An exact copy of the entries, with every picture omitted, is what is needed here.

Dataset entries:

—————

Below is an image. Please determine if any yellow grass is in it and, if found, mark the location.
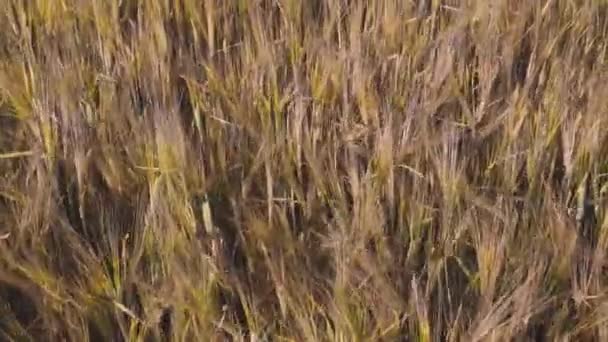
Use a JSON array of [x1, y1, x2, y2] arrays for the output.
[[0, 0, 607, 340]]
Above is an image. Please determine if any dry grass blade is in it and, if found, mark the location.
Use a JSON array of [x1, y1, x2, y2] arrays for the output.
[[0, 151, 33, 159]]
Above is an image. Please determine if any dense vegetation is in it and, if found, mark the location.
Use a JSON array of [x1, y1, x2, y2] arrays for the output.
[[1, 1, 607, 340]]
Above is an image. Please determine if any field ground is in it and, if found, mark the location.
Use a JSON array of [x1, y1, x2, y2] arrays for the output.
[[1, 1, 608, 340]]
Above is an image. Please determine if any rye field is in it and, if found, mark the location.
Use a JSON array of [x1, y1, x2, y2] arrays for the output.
[[1, 1, 608, 340]]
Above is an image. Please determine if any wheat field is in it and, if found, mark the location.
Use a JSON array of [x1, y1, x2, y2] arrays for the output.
[[0, 1, 607, 341]]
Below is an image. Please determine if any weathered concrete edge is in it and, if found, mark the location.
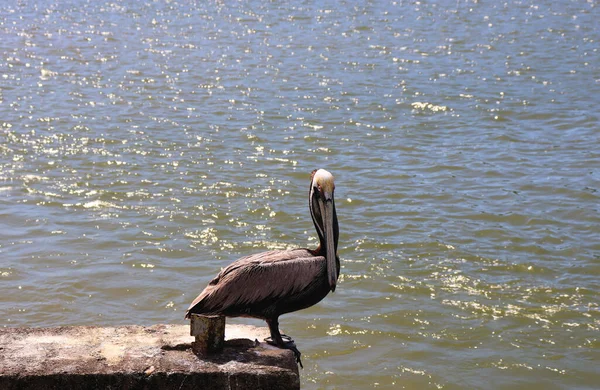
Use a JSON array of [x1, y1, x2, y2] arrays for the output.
[[0, 323, 300, 390]]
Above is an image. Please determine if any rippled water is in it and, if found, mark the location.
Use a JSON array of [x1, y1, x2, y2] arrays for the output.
[[1, 0, 599, 388]]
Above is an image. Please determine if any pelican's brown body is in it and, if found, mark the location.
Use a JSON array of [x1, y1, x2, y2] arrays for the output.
[[185, 169, 340, 367]]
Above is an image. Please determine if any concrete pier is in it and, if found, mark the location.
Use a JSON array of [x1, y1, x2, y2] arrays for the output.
[[0, 323, 300, 390]]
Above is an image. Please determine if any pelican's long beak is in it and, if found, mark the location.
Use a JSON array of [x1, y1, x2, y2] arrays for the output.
[[320, 192, 338, 292]]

—————

• Solution to the exercise:
Below is an image. Please determine if any yellow grass is in it and, if found, mark the location.
Use a JSON array of [x1, y1, x2, y2] arrays for the output.
[[0, 0, 607, 340]]
Above is an image. Please determine if any dry grass blade is in it and, if found, mark the location.
Use a JSON array of [x1, y1, x2, y2] arrays for the output.
[[0, 151, 33, 159]]
Above is an image. Please determine if any dense vegetation is in it and, if found, mark the location.
Use a JSON array of [x1, y1, x2, y2] arrays for the output.
[[1, 1, 607, 340]]
Above is an image. Please determine if any field ground is in it and, if found, mark the location.
Use a JSON array of [x1, y1, x2, y2] arrays for the output.
[[1, 1, 608, 340]]
Above is an image. Please determine if any rye field is in it and, if found, mark the location.
Use a JSON array of [x1, y1, x2, y2] arrays for the output.
[[1, 1, 608, 340]]
Above is an image. Please determine if any wheat field is in it and, if found, mark the location.
Use a JSON array of [x1, y1, x2, y2] arrays for the output.
[[0, 1, 607, 341]]
Below is an image. Please determine if any weathered concrete edge is in it and, if found, mark the location.
Use a JSON array of [x1, y1, x2, y2] arrays for the output.
[[0, 323, 300, 390]]
Above is an image. Please determine if any rippled water is in it and, if found, mark the location.
Use a JSON array of [x1, y1, x2, y2] arrays for the output.
[[1, 0, 599, 388]]
Above is an image. Please determine if any pelican's brown body is in it and, if found, mark the location.
Use a JSON array of [x1, y1, x2, y2] arrays for the output.
[[185, 169, 340, 367]]
Above is an image. Please determine if any concrete pier is in it and, if found, mark the location.
Use a JSON array of [x1, y1, x2, y2] arrays for the output.
[[0, 323, 300, 390]]
Above is an image. Please determine if any pelican's long beak is in it and, if found, mark the location.
Use a JSON array of [x1, y1, x2, y2] arrays for the output.
[[320, 192, 338, 292]]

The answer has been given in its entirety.